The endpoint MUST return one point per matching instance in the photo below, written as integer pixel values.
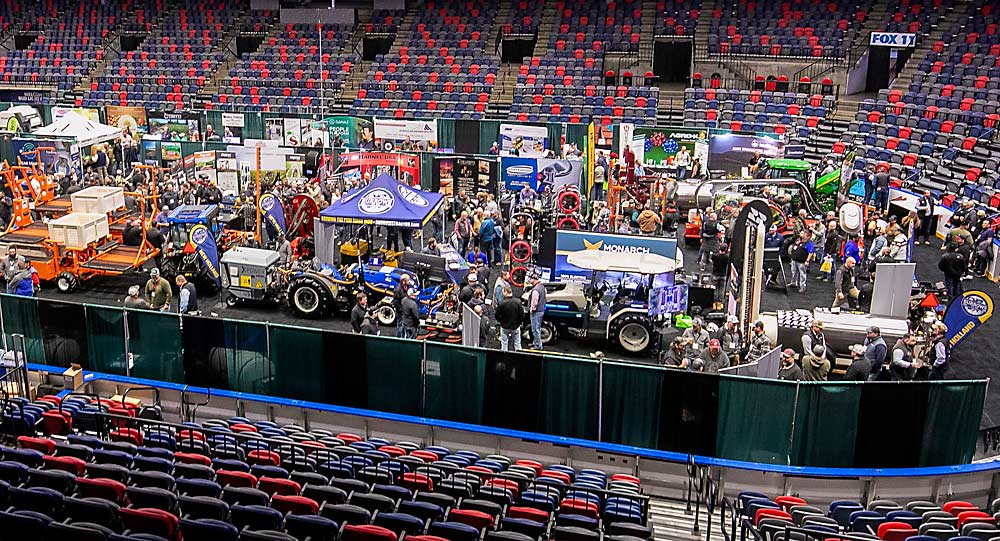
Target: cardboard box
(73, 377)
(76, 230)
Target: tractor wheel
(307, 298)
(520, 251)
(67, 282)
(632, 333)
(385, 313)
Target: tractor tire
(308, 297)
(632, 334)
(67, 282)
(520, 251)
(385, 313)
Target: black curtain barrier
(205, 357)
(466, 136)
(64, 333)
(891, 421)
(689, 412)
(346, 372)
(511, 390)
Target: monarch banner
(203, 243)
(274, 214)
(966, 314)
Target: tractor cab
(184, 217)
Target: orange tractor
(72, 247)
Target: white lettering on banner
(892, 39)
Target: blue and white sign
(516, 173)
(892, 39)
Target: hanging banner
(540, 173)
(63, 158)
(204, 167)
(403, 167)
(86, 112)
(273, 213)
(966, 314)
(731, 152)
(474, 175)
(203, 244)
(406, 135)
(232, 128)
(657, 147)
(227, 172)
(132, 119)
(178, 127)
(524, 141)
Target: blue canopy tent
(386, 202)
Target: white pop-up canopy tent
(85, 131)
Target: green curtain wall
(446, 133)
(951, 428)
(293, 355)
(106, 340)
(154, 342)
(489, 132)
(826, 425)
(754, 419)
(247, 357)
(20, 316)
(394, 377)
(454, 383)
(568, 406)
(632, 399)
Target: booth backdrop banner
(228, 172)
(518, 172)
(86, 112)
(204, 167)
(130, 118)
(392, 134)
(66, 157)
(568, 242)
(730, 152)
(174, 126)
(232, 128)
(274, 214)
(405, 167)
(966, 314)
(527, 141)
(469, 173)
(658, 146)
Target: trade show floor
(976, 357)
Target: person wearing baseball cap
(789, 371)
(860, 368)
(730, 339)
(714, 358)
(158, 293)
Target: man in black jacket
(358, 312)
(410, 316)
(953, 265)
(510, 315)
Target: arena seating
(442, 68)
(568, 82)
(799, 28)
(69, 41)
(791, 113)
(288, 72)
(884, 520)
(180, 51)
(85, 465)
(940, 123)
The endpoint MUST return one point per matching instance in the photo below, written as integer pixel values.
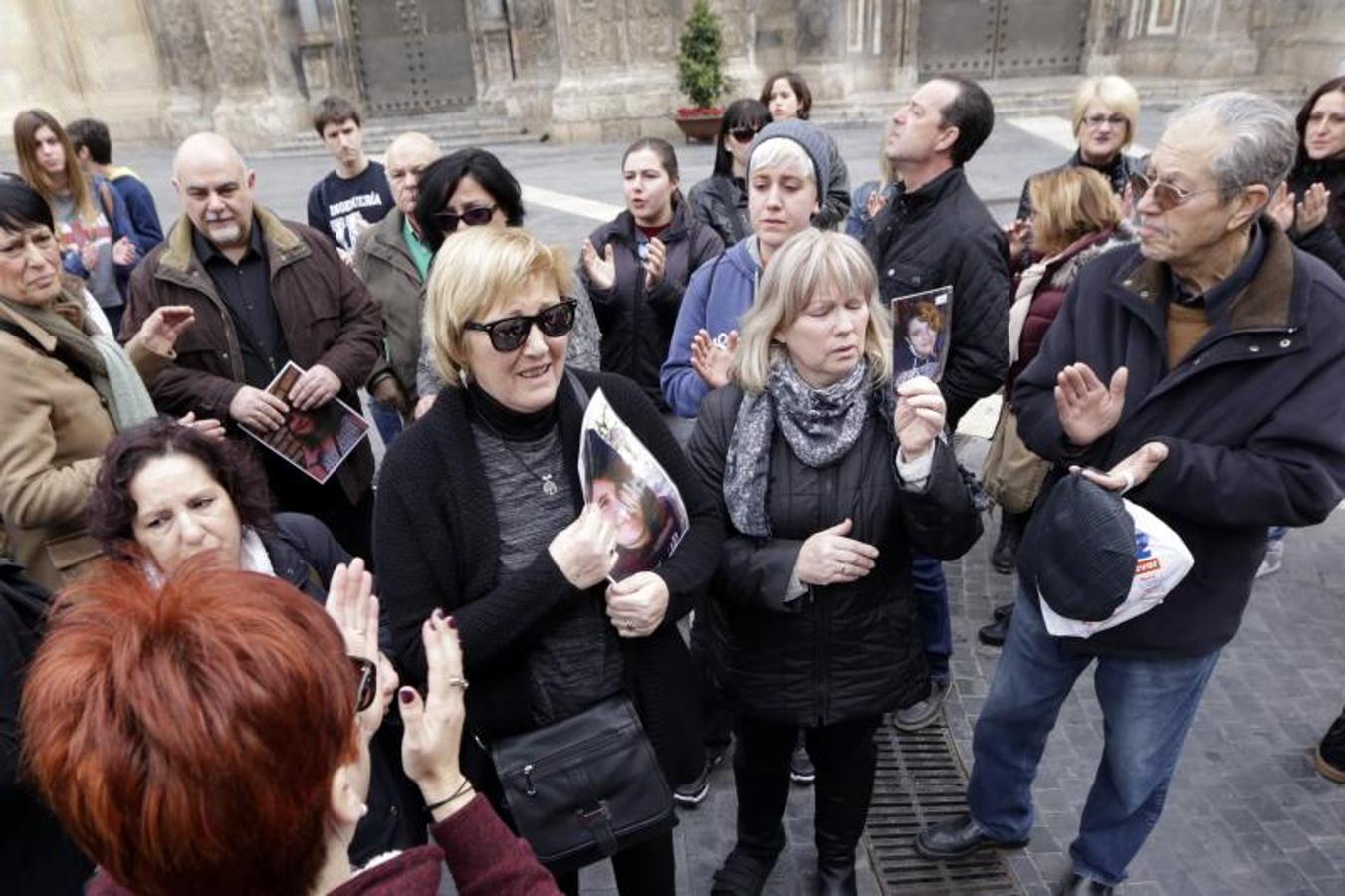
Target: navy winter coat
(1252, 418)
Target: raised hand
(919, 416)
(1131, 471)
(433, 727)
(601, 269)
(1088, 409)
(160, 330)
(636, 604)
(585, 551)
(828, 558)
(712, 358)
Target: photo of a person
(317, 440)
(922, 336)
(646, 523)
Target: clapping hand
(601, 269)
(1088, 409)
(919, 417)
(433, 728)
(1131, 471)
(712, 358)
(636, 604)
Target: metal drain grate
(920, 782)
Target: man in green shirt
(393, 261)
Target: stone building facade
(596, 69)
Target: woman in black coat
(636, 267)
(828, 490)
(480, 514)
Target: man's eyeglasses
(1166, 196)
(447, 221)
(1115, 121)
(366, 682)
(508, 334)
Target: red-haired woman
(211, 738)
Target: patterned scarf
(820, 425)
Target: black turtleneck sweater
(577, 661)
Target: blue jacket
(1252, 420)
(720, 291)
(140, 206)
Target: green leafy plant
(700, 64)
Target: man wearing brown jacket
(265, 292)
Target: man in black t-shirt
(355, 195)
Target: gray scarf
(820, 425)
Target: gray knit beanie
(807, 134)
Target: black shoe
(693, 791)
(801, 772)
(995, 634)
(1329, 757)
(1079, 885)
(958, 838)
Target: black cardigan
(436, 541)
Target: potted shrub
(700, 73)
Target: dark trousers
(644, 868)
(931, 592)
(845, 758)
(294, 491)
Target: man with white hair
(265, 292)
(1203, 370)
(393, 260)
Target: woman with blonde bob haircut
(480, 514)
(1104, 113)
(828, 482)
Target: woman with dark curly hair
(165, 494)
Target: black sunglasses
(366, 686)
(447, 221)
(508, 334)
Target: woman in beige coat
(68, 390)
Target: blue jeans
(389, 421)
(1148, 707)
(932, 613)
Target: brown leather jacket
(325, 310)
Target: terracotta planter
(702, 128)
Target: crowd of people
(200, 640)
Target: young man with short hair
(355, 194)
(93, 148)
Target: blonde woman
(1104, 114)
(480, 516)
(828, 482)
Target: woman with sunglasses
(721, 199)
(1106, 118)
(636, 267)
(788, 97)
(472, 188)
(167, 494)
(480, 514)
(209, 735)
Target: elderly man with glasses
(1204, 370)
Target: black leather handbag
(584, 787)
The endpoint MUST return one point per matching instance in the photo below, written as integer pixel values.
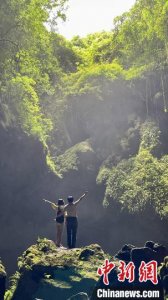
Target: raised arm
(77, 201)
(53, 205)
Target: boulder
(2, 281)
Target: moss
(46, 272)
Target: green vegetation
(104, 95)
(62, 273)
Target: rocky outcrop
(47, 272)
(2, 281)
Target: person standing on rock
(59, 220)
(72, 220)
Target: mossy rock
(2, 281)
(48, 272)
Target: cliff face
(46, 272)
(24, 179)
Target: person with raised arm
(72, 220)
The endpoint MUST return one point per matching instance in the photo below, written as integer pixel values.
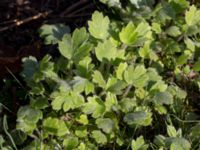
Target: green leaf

+ + + + + + +

◆ WRITTEN INSTRUCTION ◆
Quote precisely the lines of the data from the line containing "Target: woman with blonde bob haircut" through its final line, both included, excluding pictures.

◆ RESPONSE TO THIS TASK ◆
Target: woman with blonde bob haircut
(480, 514)
(1104, 113)
(828, 482)
Target: woman with dark curly hair
(165, 494)
Target: black sunglasses
(366, 686)
(447, 221)
(508, 334)
Target: woman in beige coat
(68, 390)
Target: blue jeans
(389, 421)
(1148, 707)
(932, 613)
Target: brown leather jacket
(325, 310)
Target: terracotta planter
(702, 128)
Target: crowd of people
(200, 640)
Target: young man with short hair
(355, 194)
(93, 148)
Target: blonde woman
(1104, 114)
(480, 516)
(828, 482)
Target: woman with sunglasses
(721, 199)
(1106, 118)
(636, 267)
(788, 97)
(472, 188)
(167, 494)
(480, 514)
(209, 735)
Target: elderly man with glasses
(1204, 370)
Target: black leather handbag
(584, 787)
The endpoint MUST return one point per matching instance in the photo below, written as integer pixel values.
Target: raised arm
(77, 201)
(53, 205)
Target: boulder
(2, 281)
Target: moss
(46, 272)
Target: green vegetation
(104, 95)
(62, 273)
Target: rocky outcrop
(47, 272)
(2, 281)
Target: person standing on rock
(59, 220)
(72, 220)
Target: mossy rock
(2, 281)
(48, 272)
Target: cliff face
(46, 272)
(24, 179)
Target: person with raised arm
(72, 220)
The endpoint MUST return one point per matching instance in the photo below, written as integer pixel values.
Target: green leaf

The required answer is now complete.